■ YOUR ASSIGNMENT
Which lines of the listing hold the string "fried"? Copy those lines.
■ ■ ■ ■ ■ ■ ■
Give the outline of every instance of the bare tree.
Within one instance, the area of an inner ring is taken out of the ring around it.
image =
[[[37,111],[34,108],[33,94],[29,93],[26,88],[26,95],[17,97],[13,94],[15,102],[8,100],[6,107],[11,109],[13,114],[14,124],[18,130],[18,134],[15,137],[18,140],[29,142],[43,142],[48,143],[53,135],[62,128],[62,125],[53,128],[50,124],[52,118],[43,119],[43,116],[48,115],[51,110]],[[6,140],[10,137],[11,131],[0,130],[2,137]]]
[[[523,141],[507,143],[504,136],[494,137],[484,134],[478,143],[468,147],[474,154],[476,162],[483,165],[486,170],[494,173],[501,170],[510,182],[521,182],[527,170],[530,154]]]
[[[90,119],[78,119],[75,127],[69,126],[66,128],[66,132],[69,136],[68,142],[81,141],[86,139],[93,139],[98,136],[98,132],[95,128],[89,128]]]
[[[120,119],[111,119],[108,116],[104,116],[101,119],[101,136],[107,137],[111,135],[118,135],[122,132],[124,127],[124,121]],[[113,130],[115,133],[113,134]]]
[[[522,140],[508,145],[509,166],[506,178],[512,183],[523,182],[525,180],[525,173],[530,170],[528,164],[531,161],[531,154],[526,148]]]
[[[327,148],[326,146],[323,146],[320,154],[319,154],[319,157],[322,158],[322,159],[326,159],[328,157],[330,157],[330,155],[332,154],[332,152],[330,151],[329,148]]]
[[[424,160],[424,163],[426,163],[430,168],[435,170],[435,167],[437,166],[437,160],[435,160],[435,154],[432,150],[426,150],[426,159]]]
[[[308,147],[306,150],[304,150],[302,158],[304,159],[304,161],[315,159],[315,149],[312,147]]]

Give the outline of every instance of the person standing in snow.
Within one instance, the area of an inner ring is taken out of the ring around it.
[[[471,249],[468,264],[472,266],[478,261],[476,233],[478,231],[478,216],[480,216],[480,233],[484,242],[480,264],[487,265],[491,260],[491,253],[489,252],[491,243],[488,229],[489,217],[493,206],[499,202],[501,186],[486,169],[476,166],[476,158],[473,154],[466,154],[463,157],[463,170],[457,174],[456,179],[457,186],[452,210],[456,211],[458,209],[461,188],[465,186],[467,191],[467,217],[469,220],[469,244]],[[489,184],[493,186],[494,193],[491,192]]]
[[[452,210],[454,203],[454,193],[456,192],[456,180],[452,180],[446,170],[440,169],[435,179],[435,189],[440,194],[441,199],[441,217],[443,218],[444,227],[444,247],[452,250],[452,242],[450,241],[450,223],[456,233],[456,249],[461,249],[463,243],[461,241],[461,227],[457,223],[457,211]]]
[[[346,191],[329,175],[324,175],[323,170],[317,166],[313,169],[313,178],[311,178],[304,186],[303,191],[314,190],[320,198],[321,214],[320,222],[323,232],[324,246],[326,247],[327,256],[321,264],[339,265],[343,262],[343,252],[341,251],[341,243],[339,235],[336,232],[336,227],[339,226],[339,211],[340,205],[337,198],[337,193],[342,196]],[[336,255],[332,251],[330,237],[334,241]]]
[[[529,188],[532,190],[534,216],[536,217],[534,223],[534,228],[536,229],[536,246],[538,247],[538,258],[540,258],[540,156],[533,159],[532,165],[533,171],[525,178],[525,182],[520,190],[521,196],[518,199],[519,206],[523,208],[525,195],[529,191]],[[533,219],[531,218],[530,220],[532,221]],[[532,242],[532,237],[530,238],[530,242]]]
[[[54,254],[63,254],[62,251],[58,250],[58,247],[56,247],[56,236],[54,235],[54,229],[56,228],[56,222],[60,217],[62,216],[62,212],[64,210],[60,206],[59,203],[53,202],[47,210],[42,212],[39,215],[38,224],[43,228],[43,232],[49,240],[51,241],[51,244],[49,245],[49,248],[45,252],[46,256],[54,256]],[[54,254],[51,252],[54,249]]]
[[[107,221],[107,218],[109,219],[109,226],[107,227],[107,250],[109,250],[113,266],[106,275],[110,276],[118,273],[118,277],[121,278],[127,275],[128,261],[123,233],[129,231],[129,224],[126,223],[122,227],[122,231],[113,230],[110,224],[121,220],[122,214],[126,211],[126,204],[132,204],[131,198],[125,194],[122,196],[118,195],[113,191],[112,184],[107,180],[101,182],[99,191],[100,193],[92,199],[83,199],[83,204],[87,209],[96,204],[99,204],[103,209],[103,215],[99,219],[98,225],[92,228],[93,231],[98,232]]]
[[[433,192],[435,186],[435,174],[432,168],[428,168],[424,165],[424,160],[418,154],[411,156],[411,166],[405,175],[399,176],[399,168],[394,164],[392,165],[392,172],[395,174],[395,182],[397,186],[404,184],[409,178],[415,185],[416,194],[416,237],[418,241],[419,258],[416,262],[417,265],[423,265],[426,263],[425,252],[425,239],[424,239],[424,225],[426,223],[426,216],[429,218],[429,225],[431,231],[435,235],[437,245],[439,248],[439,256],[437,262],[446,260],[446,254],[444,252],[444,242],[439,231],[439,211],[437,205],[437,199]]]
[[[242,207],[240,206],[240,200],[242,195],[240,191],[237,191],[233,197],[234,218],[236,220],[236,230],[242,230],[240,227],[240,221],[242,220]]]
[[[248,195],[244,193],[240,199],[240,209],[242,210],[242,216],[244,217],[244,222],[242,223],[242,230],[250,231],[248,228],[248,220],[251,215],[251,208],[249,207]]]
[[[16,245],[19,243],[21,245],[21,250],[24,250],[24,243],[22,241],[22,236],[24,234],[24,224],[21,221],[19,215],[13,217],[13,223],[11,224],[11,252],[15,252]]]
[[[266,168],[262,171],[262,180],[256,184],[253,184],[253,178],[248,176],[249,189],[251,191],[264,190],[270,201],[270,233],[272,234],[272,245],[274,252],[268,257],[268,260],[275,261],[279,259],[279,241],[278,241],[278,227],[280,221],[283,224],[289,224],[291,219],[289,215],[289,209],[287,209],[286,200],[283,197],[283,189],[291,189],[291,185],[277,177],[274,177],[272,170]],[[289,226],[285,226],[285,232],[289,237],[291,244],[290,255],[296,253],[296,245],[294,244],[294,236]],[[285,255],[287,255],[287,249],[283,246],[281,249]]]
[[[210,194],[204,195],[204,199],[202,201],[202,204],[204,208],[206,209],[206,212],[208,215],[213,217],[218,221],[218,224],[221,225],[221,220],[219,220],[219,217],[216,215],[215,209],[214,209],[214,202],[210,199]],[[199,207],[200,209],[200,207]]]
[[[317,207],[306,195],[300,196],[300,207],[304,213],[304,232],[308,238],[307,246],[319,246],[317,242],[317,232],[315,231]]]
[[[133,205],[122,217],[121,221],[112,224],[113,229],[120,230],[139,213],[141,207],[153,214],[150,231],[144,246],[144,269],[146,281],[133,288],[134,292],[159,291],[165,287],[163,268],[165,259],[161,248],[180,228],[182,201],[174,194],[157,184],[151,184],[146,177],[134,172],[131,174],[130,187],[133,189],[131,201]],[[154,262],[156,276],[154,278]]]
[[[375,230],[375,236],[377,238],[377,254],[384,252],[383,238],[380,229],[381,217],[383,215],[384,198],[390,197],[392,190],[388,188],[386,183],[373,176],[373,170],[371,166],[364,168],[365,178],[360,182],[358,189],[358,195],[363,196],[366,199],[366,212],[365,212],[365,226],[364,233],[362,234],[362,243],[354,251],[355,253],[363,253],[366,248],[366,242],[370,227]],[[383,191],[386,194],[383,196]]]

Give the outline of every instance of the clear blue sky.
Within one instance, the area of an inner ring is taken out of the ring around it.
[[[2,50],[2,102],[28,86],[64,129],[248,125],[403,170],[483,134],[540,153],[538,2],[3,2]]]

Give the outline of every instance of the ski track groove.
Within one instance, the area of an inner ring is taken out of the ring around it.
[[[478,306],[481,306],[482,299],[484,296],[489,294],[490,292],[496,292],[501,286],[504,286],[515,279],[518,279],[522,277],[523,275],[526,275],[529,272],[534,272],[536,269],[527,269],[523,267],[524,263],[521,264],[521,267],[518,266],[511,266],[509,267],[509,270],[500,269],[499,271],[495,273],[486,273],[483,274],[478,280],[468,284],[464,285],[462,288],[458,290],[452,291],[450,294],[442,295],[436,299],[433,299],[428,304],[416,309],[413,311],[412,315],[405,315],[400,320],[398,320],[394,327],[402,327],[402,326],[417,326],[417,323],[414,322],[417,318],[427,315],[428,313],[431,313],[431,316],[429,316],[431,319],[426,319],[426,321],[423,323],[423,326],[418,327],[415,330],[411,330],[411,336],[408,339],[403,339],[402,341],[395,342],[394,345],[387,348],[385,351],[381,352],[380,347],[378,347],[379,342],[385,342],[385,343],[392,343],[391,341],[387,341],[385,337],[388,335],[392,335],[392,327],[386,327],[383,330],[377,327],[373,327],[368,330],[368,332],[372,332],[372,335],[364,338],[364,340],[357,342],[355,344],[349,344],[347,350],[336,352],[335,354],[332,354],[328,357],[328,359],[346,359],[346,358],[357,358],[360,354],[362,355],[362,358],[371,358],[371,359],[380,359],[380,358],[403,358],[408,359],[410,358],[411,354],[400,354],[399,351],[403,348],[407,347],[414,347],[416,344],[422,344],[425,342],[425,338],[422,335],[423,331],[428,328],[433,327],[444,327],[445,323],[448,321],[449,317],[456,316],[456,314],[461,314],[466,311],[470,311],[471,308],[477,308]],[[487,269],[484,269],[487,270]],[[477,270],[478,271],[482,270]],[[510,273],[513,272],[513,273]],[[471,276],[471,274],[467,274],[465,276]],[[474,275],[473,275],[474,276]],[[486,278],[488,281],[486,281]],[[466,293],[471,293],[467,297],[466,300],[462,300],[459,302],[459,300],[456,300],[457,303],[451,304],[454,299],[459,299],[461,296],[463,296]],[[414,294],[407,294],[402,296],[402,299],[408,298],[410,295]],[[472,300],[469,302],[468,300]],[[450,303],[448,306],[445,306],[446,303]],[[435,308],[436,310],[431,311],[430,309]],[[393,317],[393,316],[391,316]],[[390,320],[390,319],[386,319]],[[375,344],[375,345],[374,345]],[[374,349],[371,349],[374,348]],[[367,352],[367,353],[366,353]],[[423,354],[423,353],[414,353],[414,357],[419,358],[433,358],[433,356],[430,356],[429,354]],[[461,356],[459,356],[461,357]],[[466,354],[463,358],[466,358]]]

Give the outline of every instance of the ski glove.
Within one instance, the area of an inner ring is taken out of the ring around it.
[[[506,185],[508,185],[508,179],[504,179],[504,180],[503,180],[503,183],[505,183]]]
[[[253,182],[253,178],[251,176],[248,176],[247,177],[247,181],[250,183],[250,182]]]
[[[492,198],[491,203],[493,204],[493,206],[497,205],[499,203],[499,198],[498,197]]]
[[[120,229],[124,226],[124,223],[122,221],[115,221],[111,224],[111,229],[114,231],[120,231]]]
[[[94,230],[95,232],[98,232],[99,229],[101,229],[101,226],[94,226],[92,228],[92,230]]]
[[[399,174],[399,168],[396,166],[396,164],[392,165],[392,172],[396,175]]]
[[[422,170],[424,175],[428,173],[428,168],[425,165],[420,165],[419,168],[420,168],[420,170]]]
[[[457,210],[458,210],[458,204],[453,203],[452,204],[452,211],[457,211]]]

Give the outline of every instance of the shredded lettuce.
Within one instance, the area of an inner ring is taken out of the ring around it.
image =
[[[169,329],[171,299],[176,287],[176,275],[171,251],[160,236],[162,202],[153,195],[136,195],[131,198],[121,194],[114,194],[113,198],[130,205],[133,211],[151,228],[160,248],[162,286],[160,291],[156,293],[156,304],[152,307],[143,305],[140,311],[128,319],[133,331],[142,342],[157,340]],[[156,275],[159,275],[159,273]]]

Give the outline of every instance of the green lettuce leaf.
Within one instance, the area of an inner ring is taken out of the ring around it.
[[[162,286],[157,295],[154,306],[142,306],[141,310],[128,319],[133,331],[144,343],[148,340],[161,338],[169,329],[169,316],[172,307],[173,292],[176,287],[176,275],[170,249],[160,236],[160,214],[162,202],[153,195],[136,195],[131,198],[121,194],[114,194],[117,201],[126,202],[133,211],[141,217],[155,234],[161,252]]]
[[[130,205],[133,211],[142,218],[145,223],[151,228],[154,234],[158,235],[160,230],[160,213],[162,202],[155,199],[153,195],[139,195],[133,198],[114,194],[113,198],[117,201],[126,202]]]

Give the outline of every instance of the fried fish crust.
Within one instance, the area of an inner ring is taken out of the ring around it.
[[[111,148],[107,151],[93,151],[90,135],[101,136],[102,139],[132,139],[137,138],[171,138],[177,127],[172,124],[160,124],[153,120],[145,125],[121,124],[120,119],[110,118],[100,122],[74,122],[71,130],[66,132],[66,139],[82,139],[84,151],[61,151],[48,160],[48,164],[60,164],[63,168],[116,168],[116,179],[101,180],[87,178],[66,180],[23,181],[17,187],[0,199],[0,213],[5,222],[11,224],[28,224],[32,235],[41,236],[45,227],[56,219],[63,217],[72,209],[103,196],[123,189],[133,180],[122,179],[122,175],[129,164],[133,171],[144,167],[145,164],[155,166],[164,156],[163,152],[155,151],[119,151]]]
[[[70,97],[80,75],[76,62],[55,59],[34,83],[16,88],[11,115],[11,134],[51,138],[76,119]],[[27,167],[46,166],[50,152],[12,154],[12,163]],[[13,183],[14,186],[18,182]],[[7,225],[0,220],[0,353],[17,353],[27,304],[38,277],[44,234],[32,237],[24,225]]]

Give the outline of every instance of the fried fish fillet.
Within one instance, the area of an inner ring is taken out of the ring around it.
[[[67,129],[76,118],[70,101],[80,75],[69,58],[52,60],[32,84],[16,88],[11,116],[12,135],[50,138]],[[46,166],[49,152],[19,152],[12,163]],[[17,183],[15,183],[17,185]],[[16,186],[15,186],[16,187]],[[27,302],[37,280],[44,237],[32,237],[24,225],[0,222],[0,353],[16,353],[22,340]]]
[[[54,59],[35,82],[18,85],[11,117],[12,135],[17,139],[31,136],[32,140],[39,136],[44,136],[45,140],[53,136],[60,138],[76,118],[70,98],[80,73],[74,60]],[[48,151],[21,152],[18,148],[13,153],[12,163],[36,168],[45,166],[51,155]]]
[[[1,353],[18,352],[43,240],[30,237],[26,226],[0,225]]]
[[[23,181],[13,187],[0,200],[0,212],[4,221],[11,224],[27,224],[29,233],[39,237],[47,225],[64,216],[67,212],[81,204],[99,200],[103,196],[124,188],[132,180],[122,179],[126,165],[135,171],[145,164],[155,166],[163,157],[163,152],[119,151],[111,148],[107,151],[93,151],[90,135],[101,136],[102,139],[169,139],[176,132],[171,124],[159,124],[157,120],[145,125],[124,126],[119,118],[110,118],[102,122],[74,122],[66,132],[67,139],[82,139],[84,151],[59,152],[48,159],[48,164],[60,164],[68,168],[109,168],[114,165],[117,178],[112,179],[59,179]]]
■ ■ ■ ■ ■ ■ ■
■ OUTPUT
Give the outline of every instance of the fried fish crust.
Give the outline of every instance of the fried fish fillet.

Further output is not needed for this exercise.